# TEKS UNTUK DIBACA:
Friday, July 10, 2015

Talent Development System


Apa sistem yang cocok untuk mengembangkan para talent perusahaan saya? Begitulah mungkin pertanyaan para leader di perusahaan yang didirikan oleh penemu hebat dunia, Thomas Alfa Edison. Perusahaan yang berumur lebih dari 100 tahun, dan masih berdiri, bahkan masuk dalam 500 Fortune Company. Perusahaan multinasional tersebut bernama General Electric (GE).

Para leader GE pun kemudian menyusun sebuah sistem yang memungkinkan para talent nya berkembang dan terus berkembang. Sistem itu kemudian didokumentasikan Ram Charan, Stepen Drotter,  dan James Noel dalam buku yang berjudul The Leadership Pipeline. Model pengembangan ini tentunya bisa menjadi benchmark yang baik untuk membuat sistem development untuk talent diperusahaan lain.

 


Gambar diatas menunjukan Pipeline Leadership yang dikembangkan oleh GE. Bentuknya yang seperti pipa yang saling berhubungan atau bersambungan menjadikan sistem development GE akhirnya sebagai Pipeline Leadership. Dimulai dari pipa Managing Self to managing other, dilanjutkan dengan pipa Managing other to managing manager, Managing manager to managing function manager, Function manager to business manager, Business manager to group manager, dan diakhiri Group manager to enterprise manager.

# TUGAS YANG DIBERIKAN A:
Sebutkan semua tahapan pipa dalam Pipeline Leadership GE menurut teks tentang sistem pengembangan talenta di atas, sesuai urutannya.

# BAHAN YANG DISEDIAKAN:

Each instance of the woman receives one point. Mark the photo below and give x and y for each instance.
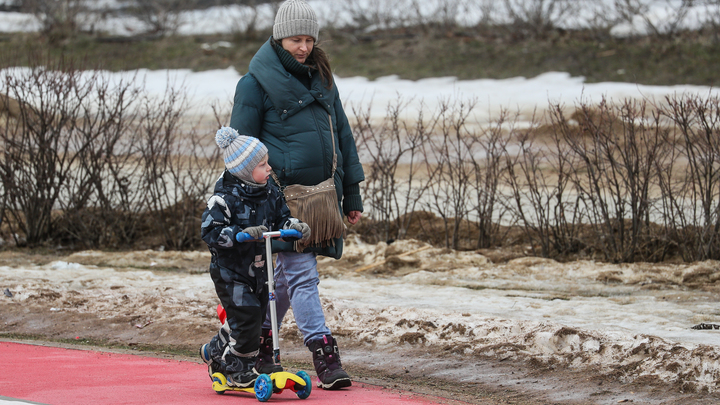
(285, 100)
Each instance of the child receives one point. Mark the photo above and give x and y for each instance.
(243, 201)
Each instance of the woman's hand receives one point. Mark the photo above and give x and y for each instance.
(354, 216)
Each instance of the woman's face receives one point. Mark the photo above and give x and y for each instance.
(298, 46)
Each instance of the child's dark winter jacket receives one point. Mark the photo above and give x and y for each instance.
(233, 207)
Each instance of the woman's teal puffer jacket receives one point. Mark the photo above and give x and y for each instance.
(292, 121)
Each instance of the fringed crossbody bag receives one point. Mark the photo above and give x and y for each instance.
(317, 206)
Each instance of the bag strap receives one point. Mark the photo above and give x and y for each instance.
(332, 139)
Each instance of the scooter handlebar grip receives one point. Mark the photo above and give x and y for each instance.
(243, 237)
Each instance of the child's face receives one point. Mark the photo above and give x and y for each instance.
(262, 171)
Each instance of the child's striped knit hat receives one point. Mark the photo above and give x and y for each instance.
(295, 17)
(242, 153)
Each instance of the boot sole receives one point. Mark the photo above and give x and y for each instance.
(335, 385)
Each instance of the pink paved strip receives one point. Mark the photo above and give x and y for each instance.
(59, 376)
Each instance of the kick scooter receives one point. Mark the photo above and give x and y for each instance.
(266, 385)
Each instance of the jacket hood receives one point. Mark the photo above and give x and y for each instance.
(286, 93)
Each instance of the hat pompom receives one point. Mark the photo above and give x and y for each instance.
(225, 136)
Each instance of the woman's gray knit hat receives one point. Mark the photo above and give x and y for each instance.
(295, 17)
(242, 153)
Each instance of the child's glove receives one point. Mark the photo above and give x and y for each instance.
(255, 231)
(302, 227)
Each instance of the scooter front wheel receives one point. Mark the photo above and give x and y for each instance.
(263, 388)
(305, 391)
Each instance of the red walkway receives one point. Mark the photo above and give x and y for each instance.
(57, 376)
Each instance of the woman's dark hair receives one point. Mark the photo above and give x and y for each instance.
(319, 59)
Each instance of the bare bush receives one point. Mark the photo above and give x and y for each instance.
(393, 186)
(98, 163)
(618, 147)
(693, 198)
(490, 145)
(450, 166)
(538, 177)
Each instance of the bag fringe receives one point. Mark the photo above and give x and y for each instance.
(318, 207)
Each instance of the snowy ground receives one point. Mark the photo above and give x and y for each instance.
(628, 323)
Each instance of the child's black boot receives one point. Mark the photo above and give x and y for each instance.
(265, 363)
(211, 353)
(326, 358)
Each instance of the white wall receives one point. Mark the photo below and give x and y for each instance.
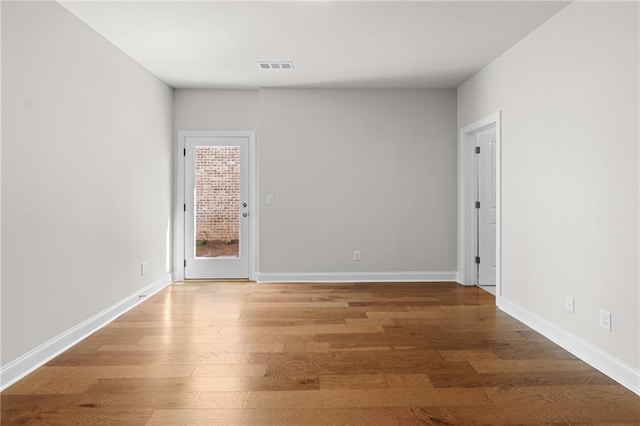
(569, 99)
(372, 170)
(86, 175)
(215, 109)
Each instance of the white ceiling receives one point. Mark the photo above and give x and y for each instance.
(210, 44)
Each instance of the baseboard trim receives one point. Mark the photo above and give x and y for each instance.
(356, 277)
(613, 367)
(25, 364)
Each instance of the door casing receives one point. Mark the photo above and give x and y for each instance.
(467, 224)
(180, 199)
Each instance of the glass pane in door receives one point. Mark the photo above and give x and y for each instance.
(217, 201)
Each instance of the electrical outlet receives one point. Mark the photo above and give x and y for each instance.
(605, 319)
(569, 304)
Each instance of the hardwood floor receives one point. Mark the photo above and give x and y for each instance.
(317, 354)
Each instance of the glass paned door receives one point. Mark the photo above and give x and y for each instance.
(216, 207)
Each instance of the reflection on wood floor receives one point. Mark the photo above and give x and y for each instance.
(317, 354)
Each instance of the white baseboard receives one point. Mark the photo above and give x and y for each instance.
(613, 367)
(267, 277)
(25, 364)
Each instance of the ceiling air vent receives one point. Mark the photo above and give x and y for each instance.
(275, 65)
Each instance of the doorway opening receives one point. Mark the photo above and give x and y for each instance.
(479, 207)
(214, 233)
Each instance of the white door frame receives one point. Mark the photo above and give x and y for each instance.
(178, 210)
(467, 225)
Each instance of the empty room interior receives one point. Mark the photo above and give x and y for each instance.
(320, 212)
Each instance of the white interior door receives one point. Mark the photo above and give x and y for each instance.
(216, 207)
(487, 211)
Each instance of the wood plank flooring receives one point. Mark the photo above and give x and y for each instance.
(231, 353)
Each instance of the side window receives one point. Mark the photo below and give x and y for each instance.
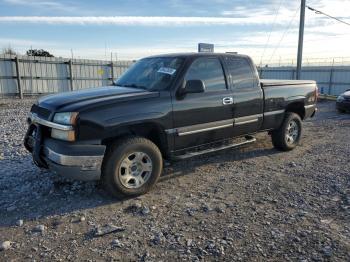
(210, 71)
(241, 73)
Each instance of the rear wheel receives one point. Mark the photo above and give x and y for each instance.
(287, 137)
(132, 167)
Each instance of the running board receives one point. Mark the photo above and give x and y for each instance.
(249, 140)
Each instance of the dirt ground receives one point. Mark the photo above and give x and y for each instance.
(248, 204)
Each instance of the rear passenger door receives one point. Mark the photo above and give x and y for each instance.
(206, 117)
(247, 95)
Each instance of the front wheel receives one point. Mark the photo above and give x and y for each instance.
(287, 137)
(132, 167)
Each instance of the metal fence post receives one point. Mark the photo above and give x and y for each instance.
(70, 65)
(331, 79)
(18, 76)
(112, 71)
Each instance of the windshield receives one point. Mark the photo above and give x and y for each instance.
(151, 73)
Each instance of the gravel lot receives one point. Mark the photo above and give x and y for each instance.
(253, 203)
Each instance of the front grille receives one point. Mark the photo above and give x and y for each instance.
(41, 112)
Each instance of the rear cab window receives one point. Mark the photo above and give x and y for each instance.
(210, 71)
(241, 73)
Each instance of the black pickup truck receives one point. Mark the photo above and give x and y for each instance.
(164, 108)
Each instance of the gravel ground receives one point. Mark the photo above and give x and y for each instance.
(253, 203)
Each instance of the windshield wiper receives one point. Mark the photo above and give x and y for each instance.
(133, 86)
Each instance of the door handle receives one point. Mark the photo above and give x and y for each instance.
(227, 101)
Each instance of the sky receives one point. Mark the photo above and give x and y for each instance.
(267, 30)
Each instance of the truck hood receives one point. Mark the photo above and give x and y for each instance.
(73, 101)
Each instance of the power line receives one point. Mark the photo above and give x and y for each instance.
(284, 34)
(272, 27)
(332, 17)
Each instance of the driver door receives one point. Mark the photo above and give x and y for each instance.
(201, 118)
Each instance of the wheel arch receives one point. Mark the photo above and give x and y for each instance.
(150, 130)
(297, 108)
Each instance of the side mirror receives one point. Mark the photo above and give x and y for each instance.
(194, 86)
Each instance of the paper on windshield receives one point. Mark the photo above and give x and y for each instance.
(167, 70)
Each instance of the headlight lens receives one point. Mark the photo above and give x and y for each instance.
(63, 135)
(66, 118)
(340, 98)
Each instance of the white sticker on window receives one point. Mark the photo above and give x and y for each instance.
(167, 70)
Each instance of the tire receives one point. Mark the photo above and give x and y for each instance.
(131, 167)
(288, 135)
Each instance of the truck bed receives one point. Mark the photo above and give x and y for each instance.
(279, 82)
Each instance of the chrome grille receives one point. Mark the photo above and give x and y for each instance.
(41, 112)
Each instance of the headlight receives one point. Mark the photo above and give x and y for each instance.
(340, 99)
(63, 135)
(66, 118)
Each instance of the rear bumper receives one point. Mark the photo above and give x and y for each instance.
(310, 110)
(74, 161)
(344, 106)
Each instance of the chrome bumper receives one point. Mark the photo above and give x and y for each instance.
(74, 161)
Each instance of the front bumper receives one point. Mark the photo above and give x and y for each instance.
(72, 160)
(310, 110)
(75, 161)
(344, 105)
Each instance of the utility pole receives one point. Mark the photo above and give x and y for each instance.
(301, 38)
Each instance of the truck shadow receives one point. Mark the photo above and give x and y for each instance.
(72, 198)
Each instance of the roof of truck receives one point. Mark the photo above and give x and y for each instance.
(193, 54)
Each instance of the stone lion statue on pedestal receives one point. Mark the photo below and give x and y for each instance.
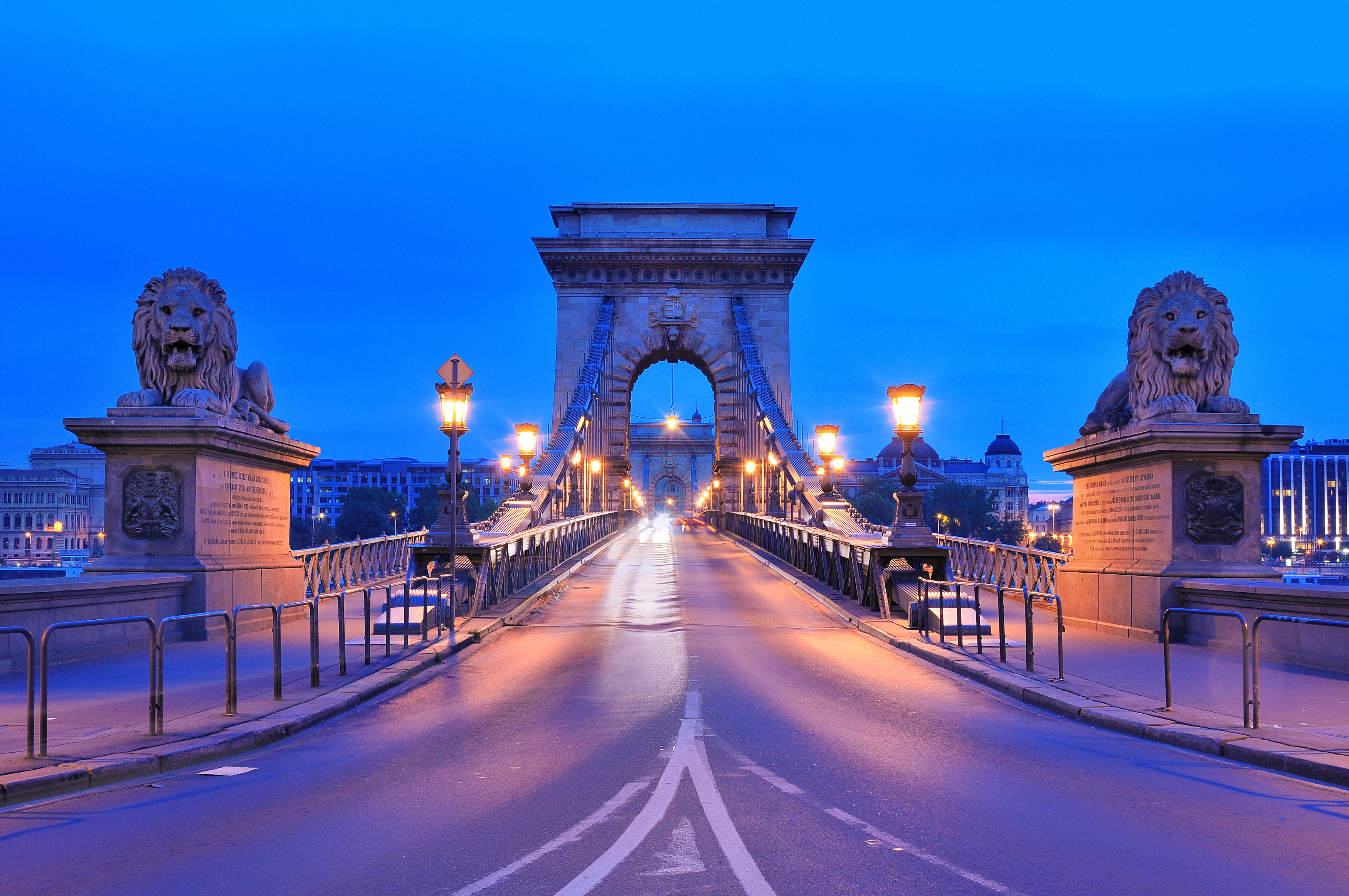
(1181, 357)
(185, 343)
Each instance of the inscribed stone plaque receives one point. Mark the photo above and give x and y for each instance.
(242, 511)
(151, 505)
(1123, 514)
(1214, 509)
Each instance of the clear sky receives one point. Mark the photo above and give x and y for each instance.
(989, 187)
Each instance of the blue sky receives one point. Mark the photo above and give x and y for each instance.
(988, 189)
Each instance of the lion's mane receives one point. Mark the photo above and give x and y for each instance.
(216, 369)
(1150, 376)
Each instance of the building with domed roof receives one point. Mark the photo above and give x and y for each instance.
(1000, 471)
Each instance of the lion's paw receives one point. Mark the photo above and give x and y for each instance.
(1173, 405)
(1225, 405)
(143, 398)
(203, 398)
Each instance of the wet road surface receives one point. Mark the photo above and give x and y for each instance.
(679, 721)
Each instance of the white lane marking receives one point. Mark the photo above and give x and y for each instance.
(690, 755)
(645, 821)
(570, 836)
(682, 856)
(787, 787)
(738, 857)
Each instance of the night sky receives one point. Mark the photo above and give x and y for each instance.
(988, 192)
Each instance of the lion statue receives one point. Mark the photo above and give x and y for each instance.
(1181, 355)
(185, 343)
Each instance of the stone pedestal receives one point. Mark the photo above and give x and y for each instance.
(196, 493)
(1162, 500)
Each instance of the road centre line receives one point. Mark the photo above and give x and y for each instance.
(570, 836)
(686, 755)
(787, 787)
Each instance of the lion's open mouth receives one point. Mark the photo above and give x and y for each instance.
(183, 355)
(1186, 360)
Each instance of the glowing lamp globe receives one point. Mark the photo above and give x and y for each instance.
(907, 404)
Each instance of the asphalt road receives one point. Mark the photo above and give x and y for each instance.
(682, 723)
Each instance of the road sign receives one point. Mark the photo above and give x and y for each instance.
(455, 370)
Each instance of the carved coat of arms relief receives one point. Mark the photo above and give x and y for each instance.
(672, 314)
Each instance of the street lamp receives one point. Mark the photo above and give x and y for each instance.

# TUGAS YANG DIBERIKAN B:
Tolong laporkan setiap baris dalam entri yang memuat kata "lamp".

# JAWABAN A:
1. Managing Self to managing other
2. Managing other to managing manager
3. Managing manager to managing function manager
4. Function manager to business manager
5. Business manager to group manager
6. Group manager to enterprise manager

# JAWABAN B:
Each instance of the glowing lamp globe receives one point. Mark the photo above and give x and y for each instance.
Each instance of the street lamp receives one point. Mark the photo above and give x and y for each instance.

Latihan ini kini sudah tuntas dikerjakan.